## WHAT TO WORK ON
Only the lines from the one holding "of the ceiling" to the end should be retyped, exactly, with both ends included and no pictures.

## MATERIAL TO PROCESS
+++

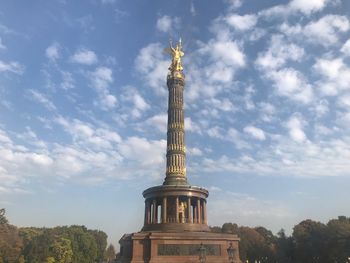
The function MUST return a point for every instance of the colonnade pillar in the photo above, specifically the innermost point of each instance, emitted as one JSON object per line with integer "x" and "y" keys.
{"x": 189, "y": 218}
{"x": 205, "y": 212}
{"x": 177, "y": 219}
{"x": 164, "y": 209}
{"x": 199, "y": 211}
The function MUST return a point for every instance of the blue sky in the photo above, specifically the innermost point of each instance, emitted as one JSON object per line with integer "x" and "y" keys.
{"x": 83, "y": 103}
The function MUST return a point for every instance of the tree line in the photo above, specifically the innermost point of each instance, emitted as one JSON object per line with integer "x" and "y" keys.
{"x": 310, "y": 242}
{"x": 62, "y": 244}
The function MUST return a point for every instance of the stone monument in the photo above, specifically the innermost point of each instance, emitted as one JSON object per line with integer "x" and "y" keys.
{"x": 175, "y": 219}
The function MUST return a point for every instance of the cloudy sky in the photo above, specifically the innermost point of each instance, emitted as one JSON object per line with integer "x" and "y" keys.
{"x": 83, "y": 103}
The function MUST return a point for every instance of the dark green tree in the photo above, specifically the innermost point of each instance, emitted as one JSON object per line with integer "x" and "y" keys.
{"x": 284, "y": 248}
{"x": 110, "y": 253}
{"x": 311, "y": 240}
{"x": 101, "y": 243}
{"x": 10, "y": 244}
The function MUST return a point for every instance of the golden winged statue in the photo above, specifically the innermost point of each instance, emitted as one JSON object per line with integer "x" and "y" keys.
{"x": 176, "y": 54}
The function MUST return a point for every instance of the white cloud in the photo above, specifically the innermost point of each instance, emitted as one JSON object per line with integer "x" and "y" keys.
{"x": 84, "y": 56}
{"x": 325, "y": 31}
{"x": 291, "y": 83}
{"x": 101, "y": 78}
{"x": 108, "y": 1}
{"x": 52, "y": 52}
{"x": 41, "y": 98}
{"x": 139, "y": 105}
{"x": 234, "y": 3}
{"x": 278, "y": 53}
{"x": 12, "y": 66}
{"x": 158, "y": 121}
{"x": 241, "y": 23}
{"x": 346, "y": 48}
{"x": 335, "y": 75}
{"x": 295, "y": 126}
{"x": 225, "y": 57}
{"x": 296, "y": 6}
{"x": 151, "y": 64}
{"x": 255, "y": 132}
{"x": 2, "y": 46}
{"x": 308, "y": 7}
{"x": 166, "y": 23}
{"x": 253, "y": 211}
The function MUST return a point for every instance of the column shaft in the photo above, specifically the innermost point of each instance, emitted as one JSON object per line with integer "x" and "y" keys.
{"x": 205, "y": 220}
{"x": 177, "y": 209}
{"x": 164, "y": 209}
{"x": 199, "y": 211}
{"x": 189, "y": 219}
{"x": 154, "y": 219}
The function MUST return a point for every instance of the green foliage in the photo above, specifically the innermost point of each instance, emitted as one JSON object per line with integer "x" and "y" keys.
{"x": 83, "y": 245}
{"x": 10, "y": 244}
{"x": 311, "y": 242}
{"x": 101, "y": 243}
{"x": 74, "y": 244}
{"x": 110, "y": 253}
{"x": 62, "y": 250}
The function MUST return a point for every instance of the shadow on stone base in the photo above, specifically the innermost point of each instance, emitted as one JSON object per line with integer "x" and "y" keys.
{"x": 160, "y": 247}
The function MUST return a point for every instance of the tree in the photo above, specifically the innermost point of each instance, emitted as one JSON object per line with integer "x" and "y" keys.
{"x": 101, "y": 243}
{"x": 83, "y": 244}
{"x": 311, "y": 241}
{"x": 110, "y": 253}
{"x": 10, "y": 244}
{"x": 62, "y": 250}
{"x": 284, "y": 248}
{"x": 339, "y": 239}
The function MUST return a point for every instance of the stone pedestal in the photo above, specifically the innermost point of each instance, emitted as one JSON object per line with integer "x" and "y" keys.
{"x": 175, "y": 247}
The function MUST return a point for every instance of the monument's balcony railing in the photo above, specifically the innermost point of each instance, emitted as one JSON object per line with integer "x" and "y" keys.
{"x": 179, "y": 221}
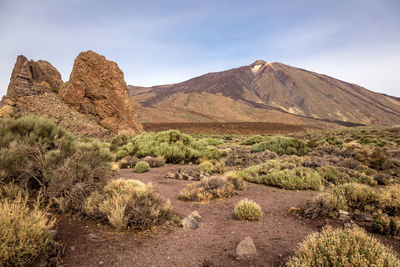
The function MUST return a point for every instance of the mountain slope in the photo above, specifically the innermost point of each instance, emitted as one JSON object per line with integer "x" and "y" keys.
{"x": 264, "y": 92}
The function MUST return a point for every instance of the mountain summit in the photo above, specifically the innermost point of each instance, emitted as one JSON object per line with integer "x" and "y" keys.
{"x": 265, "y": 91}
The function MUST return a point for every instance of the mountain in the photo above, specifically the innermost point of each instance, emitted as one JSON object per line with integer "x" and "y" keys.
{"x": 269, "y": 92}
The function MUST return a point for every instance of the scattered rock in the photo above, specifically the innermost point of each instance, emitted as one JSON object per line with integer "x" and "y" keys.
{"x": 189, "y": 223}
{"x": 93, "y": 237}
{"x": 195, "y": 215}
{"x": 97, "y": 87}
{"x": 344, "y": 215}
{"x": 246, "y": 247}
{"x": 32, "y": 78}
{"x": 181, "y": 174}
{"x": 363, "y": 217}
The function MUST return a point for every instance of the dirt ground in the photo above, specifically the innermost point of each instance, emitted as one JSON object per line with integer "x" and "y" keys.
{"x": 212, "y": 244}
{"x": 227, "y": 127}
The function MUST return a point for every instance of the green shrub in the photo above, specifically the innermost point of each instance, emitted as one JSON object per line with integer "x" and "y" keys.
{"x": 340, "y": 175}
{"x": 346, "y": 197}
{"x": 212, "y": 166}
{"x": 118, "y": 141}
{"x": 141, "y": 167}
{"x": 347, "y": 247}
{"x": 26, "y": 235}
{"x": 385, "y": 224}
{"x": 248, "y": 210}
{"x": 389, "y": 200}
{"x": 207, "y": 189}
{"x": 283, "y": 174}
{"x": 173, "y": 146}
{"x": 255, "y": 139}
{"x": 86, "y": 171}
{"x": 282, "y": 145}
{"x": 128, "y": 204}
{"x": 236, "y": 180}
{"x": 154, "y": 162}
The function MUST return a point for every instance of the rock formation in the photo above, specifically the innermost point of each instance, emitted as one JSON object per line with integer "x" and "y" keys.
{"x": 32, "y": 78}
{"x": 97, "y": 88}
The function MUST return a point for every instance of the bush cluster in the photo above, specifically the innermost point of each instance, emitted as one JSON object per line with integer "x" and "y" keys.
{"x": 128, "y": 204}
{"x": 142, "y": 167}
{"x": 26, "y": 231}
{"x": 285, "y": 173}
{"x": 383, "y": 203}
{"x": 207, "y": 189}
{"x": 248, "y": 210}
{"x": 35, "y": 154}
{"x": 212, "y": 166}
{"x": 172, "y": 145}
{"x": 347, "y": 247}
{"x": 282, "y": 145}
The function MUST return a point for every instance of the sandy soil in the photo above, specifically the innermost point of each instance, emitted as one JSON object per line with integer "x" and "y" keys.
{"x": 212, "y": 244}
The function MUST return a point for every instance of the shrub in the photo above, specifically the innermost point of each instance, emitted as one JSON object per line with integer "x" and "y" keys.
{"x": 282, "y": 145}
{"x": 248, "y": 210}
{"x": 346, "y": 197}
{"x": 118, "y": 141}
{"x": 255, "y": 139}
{"x": 141, "y": 167}
{"x": 347, "y": 247}
{"x": 128, "y": 204}
{"x": 26, "y": 234}
{"x": 236, "y": 180}
{"x": 128, "y": 162}
{"x": 284, "y": 174}
{"x": 389, "y": 199}
{"x": 207, "y": 189}
{"x": 340, "y": 175}
{"x": 86, "y": 171}
{"x": 385, "y": 224}
{"x": 173, "y": 146}
{"x": 154, "y": 162}
{"x": 212, "y": 166}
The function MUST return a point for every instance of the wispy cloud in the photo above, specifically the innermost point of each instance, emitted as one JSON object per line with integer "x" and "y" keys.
{"x": 157, "y": 42}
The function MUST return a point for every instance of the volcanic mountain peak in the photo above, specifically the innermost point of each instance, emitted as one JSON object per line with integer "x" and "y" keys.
{"x": 249, "y": 93}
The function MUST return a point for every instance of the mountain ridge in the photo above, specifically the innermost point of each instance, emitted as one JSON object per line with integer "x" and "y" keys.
{"x": 272, "y": 86}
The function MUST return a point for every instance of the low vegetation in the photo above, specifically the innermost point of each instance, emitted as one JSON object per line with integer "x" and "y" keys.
{"x": 248, "y": 210}
{"x": 347, "y": 247}
{"x": 172, "y": 145}
{"x": 212, "y": 166}
{"x": 282, "y": 173}
{"x": 282, "y": 145}
{"x": 207, "y": 189}
{"x": 142, "y": 167}
{"x": 128, "y": 204}
{"x": 26, "y": 231}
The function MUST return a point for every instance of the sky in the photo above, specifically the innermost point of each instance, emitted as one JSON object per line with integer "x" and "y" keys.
{"x": 167, "y": 41}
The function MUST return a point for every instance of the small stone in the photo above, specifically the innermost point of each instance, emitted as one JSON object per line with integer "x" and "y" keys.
{"x": 343, "y": 212}
{"x": 195, "y": 215}
{"x": 246, "y": 247}
{"x": 189, "y": 223}
{"x": 363, "y": 217}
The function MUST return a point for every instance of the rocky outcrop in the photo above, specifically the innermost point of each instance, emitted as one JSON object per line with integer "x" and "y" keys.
{"x": 97, "y": 88}
{"x": 32, "y": 78}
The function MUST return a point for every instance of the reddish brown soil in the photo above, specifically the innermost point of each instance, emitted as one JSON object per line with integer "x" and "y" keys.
{"x": 213, "y": 243}
{"x": 225, "y": 127}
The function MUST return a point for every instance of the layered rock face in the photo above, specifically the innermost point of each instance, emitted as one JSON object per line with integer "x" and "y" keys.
{"x": 32, "y": 78}
{"x": 97, "y": 88}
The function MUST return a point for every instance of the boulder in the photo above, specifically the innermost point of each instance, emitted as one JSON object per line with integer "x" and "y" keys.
{"x": 246, "y": 247}
{"x": 96, "y": 87}
{"x": 32, "y": 78}
{"x": 189, "y": 223}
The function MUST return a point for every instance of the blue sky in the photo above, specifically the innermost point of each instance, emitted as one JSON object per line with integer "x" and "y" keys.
{"x": 166, "y": 41}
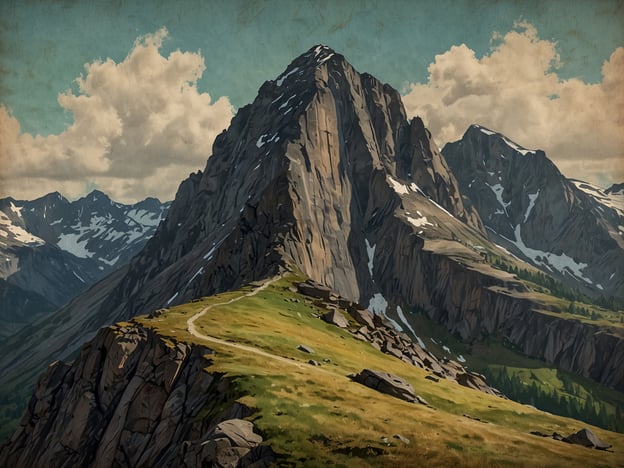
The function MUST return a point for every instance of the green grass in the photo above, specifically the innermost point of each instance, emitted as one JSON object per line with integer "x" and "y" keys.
{"x": 492, "y": 354}
{"x": 317, "y": 415}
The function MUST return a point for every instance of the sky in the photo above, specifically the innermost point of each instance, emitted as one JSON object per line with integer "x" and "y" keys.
{"x": 128, "y": 96}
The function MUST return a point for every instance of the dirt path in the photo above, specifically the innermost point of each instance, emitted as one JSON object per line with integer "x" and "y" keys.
{"x": 190, "y": 326}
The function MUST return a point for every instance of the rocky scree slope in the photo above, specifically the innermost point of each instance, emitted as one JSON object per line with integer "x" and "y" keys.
{"x": 133, "y": 398}
{"x": 52, "y": 249}
{"x": 569, "y": 229}
{"x": 323, "y": 173}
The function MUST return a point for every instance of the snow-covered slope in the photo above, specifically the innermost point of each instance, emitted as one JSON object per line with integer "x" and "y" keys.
{"x": 611, "y": 198}
{"x": 52, "y": 249}
{"x": 569, "y": 229}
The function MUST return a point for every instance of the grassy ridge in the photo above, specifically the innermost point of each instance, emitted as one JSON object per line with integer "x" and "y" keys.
{"x": 317, "y": 415}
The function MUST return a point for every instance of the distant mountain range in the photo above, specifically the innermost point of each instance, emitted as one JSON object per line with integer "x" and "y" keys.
{"x": 569, "y": 229}
{"x": 322, "y": 178}
{"x": 52, "y": 249}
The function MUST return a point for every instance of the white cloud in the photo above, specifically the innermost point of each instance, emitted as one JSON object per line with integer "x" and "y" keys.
{"x": 140, "y": 127}
{"x": 516, "y": 90}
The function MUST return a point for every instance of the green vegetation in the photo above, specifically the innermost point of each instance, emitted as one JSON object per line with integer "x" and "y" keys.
{"x": 558, "y": 392}
{"x": 527, "y": 380}
{"x": 317, "y": 415}
{"x": 546, "y": 284}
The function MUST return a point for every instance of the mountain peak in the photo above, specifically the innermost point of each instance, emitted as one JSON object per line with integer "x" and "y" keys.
{"x": 476, "y": 129}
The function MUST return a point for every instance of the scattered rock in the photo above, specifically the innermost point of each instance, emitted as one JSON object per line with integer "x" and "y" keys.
{"x": 362, "y": 316}
{"x": 227, "y": 445}
{"x": 312, "y": 289}
{"x": 389, "y": 384}
{"x": 305, "y": 349}
{"x": 335, "y": 317}
{"x": 587, "y": 438}
{"x": 403, "y": 439}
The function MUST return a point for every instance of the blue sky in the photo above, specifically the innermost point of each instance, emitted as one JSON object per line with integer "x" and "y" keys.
{"x": 45, "y": 45}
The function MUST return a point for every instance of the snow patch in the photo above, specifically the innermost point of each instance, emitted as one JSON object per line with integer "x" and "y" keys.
{"x": 280, "y": 80}
{"x": 498, "y": 191}
{"x": 406, "y": 323}
{"x": 171, "y": 299}
{"x": 17, "y": 232}
{"x": 378, "y": 305}
{"x": 562, "y": 263}
{"x": 532, "y": 198}
{"x": 370, "y": 251}
{"x": 109, "y": 262}
{"x": 199, "y": 272}
{"x": 416, "y": 188}
{"x": 144, "y": 217}
{"x": 519, "y": 149}
{"x": 16, "y": 209}
{"x": 78, "y": 276}
{"x": 287, "y": 101}
{"x": 398, "y": 187}
{"x": 75, "y": 244}
{"x": 485, "y": 130}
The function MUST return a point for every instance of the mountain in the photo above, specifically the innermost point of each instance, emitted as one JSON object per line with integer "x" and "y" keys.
{"x": 323, "y": 176}
{"x": 53, "y": 249}
{"x": 275, "y": 375}
{"x": 569, "y": 229}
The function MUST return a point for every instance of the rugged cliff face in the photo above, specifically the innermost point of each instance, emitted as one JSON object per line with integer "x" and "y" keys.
{"x": 324, "y": 174}
{"x": 133, "y": 398}
{"x": 566, "y": 228}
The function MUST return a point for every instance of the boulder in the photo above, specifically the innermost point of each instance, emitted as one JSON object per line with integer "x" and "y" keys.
{"x": 335, "y": 317}
{"x": 387, "y": 383}
{"x": 362, "y": 316}
{"x": 312, "y": 289}
{"x": 305, "y": 349}
{"x": 587, "y": 438}
{"x": 238, "y": 431}
{"x": 402, "y": 438}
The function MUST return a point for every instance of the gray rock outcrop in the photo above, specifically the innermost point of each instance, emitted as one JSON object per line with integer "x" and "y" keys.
{"x": 390, "y": 384}
{"x": 325, "y": 175}
{"x": 587, "y": 438}
{"x": 567, "y": 228}
{"x": 133, "y": 398}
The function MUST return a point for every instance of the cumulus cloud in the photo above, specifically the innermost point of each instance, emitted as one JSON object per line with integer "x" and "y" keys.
{"x": 139, "y": 127}
{"x": 516, "y": 90}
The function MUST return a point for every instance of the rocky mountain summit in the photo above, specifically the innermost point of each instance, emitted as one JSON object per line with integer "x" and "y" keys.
{"x": 569, "y": 229}
{"x": 52, "y": 249}
{"x": 323, "y": 175}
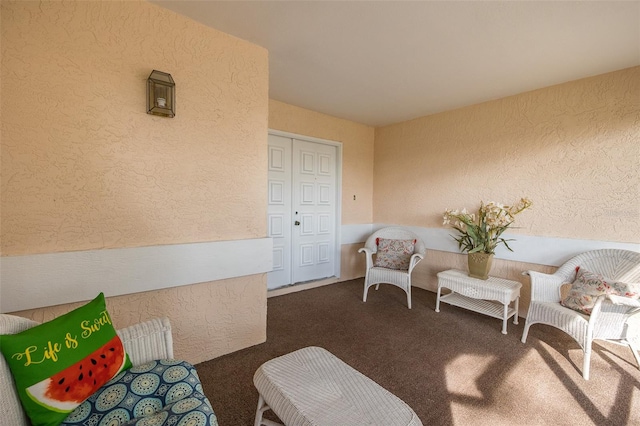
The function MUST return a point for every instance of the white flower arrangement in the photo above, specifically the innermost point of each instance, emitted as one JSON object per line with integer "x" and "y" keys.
{"x": 483, "y": 235}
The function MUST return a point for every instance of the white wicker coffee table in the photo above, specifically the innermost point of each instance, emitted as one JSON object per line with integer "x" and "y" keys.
{"x": 491, "y": 297}
{"x": 312, "y": 387}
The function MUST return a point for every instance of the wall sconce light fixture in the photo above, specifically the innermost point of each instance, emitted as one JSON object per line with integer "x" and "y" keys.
{"x": 161, "y": 94}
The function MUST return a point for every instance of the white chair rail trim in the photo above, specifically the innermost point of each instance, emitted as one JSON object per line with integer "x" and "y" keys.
{"x": 57, "y": 278}
{"x": 550, "y": 251}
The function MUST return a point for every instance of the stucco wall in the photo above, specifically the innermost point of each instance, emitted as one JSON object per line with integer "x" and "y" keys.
{"x": 84, "y": 167}
{"x": 574, "y": 149}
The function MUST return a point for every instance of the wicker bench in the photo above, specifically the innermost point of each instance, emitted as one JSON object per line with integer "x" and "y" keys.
{"x": 312, "y": 387}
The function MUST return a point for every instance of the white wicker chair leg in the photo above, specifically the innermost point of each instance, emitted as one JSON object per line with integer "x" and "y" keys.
{"x": 587, "y": 361}
{"x": 635, "y": 351}
{"x": 525, "y": 333}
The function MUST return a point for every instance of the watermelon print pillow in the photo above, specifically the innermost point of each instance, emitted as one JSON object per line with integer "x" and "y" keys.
{"x": 59, "y": 364}
{"x": 394, "y": 254}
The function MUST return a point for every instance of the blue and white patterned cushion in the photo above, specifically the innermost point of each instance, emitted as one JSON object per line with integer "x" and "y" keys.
{"x": 158, "y": 393}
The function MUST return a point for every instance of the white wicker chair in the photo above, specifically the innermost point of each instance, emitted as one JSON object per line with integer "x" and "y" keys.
{"x": 399, "y": 278}
{"x": 143, "y": 342}
{"x": 608, "y": 320}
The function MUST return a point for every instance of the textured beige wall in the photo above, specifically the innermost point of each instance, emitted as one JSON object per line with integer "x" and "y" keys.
{"x": 84, "y": 167}
{"x": 357, "y": 153}
{"x": 574, "y": 149}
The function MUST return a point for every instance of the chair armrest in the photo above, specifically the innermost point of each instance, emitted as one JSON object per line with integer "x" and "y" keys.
{"x": 369, "y": 256}
{"x": 622, "y": 300}
{"x": 148, "y": 341}
{"x": 545, "y": 287}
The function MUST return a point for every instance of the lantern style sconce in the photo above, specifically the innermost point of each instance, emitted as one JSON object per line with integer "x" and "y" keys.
{"x": 161, "y": 94}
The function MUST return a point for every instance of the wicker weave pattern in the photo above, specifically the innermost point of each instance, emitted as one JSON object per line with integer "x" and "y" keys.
{"x": 143, "y": 342}
{"x": 608, "y": 321}
{"x": 312, "y": 387}
{"x": 500, "y": 290}
{"x": 376, "y": 275}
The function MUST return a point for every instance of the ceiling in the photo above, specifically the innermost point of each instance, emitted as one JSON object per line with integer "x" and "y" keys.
{"x": 383, "y": 62}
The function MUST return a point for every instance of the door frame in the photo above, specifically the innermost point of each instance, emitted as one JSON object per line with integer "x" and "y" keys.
{"x": 338, "y": 222}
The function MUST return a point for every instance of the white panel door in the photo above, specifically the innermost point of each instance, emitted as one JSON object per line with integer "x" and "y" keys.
{"x": 279, "y": 210}
{"x": 302, "y": 210}
{"x": 314, "y": 210}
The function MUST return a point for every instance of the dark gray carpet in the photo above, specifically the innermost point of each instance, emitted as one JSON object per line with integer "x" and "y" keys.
{"x": 453, "y": 367}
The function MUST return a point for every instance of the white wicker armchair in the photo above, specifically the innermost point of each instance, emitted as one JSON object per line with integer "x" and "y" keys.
{"x": 143, "y": 342}
{"x": 399, "y": 278}
{"x": 608, "y": 320}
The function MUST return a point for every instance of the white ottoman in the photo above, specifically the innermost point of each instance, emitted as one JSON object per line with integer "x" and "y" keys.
{"x": 312, "y": 387}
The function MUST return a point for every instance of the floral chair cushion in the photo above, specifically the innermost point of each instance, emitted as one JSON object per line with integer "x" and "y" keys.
{"x": 588, "y": 286}
{"x": 158, "y": 393}
{"x": 394, "y": 254}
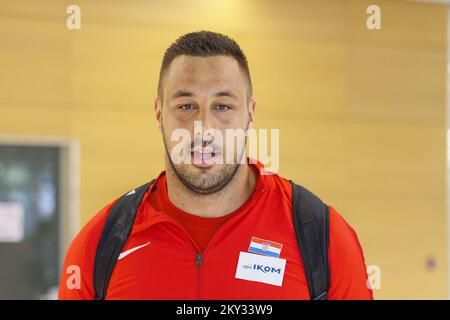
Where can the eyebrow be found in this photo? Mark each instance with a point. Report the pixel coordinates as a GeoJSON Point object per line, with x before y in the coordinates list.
{"type": "Point", "coordinates": [184, 93]}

+++

## SOLUTION BELOW
The function MUST return a point for every instance of the ceiling in the photo above, specifically the innermost point of each instance, emitted as one JSON object per line with integer "x" and "y" keys.
{"x": 383, "y": 62}
The function MUST return a point for every instance of the door frame in the photo above, specifically the innermost point of each instance, emitted as one JSON object per line with integer "x" and "y" keys.
{"x": 338, "y": 222}
The function MUST return a point for every instance of the white panel door in the photo above, specifically the innermost point of each instance, emitted as one JSON object per line with integer "x" and "y" keys.
{"x": 279, "y": 210}
{"x": 302, "y": 210}
{"x": 314, "y": 210}
The function MUST return a point for every instance of the dark gray carpet in the photo above, specifically the innermost point of each instance, emitted as one JSON object per line with integer "x" and "y" keys.
{"x": 453, "y": 367}
The function MUST return a point for every instance of the white wicker armchair in the photo above, specifically the innermost point of each instance, emitted as one JSON object per line with integer "x" and "y" keys.
{"x": 143, "y": 342}
{"x": 399, "y": 278}
{"x": 608, "y": 320}
The function MUST return a point for every instance of the white ottoman in the photo above, specifically the innermost point of each instance, emitted as one JSON object per line with integer "x" and "y" keys.
{"x": 312, "y": 387}
The function MUST return a point for every instance of the floral chair cushion in the photo above, specifically the innermost point of each instance, emitted as one JSON object per line with integer "x" and "y" keys.
{"x": 588, "y": 286}
{"x": 158, "y": 393}
{"x": 394, "y": 254}
Where can the eyebrow be found in this photo? Mark each instance with a point. Report the pixel coordinates as a GeoJSON Point object per line, with x before y in the coordinates list.
{"type": "Point", "coordinates": [184, 93]}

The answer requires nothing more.